### Exercise data

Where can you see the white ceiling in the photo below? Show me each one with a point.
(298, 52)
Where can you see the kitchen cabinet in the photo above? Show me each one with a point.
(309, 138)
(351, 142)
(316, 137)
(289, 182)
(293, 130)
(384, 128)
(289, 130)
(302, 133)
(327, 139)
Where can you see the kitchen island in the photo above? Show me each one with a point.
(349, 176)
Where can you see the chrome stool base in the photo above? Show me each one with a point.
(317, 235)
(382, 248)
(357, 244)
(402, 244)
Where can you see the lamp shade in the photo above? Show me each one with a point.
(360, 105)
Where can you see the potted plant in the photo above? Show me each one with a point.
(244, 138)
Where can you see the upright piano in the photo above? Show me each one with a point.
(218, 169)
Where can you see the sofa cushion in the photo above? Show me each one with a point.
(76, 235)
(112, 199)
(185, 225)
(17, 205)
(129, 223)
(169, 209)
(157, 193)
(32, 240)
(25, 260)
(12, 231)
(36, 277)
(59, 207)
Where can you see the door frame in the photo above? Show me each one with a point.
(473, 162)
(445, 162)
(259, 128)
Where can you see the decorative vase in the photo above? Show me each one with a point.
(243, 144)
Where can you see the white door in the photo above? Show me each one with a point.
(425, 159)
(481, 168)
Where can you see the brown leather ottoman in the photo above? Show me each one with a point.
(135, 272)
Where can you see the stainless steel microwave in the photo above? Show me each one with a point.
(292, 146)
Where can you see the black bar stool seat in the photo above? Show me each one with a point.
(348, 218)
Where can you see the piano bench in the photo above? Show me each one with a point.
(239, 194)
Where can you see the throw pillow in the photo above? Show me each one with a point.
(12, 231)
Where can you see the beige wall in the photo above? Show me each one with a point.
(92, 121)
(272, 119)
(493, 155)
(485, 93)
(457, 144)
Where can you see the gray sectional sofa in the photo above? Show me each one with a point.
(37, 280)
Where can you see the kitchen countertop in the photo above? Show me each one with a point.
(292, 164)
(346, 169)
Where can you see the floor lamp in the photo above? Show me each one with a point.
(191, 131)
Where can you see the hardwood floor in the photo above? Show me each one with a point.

### What you need to do
Repeat the listing exactly, from its first line to its last.

### Output
Where can you see the white ceiling in the photo below? Show me each one with a point.
(298, 52)
Where can you see the kitchen cabinet in the photo above? Show me each one with a point.
(309, 138)
(351, 142)
(316, 137)
(289, 182)
(293, 130)
(384, 128)
(289, 130)
(302, 133)
(327, 139)
Where can you see the kitchen island in the photo above? Show me each one with a point.
(349, 176)
Where can you see the chrome stool base in the photo above? Show me each one with a point.
(317, 235)
(382, 248)
(357, 244)
(402, 244)
Where can you see the lamp shade in the photo above? Show me each one with a point.
(360, 105)
Where can you see the potted plant in the photo above? Show me each one with a point.
(244, 138)
Where can you see the upright piano in the photo above? Show me each one with a point.
(218, 169)
Where can you see the sofa cushion in the photo above? Show me each one with a point.
(76, 235)
(112, 199)
(185, 225)
(17, 205)
(129, 223)
(169, 209)
(157, 193)
(32, 240)
(25, 260)
(12, 231)
(36, 277)
(59, 207)
Where can you see the door frame in the photo above? Show me each one with a point.
(473, 162)
(445, 162)
(259, 128)
Where can you see the decorative vase in the photo above? Show me each one with a point.
(243, 144)
Where can you see the white door in the photo above? Show me each one with a point.
(425, 159)
(481, 168)
Where can you see the brown leather ottoman in the photo above? Show me each one with a point.
(135, 272)
Where can you see the stainless steel microwave in the photo above? Show me each one with a point.
(292, 146)
Where can you see the black bar stool seat in the photo above? Show me each one with a point.
(348, 218)
Where can you see the piano bench in the photo above? Show me each one with a point.
(239, 194)
Where can you see the throw pillow in the photo above? Show me each one with a point.
(12, 231)
Where can you see the beige wall in the photo above? Show me each one with a point.
(92, 121)
(272, 119)
(493, 155)
(485, 93)
(457, 144)
Where can you see the gray sectional sofa in the photo above? Show me each one with a point.
(37, 280)
Where can you see the kitchen countertop in the photo above? Show me each one with a point.
(292, 164)
(346, 169)
Where can you see the floor lamp in the photo above? Show me each one with a point.
(191, 131)
Where can you see the hardwood floor in the photo above? Show me each one with a point.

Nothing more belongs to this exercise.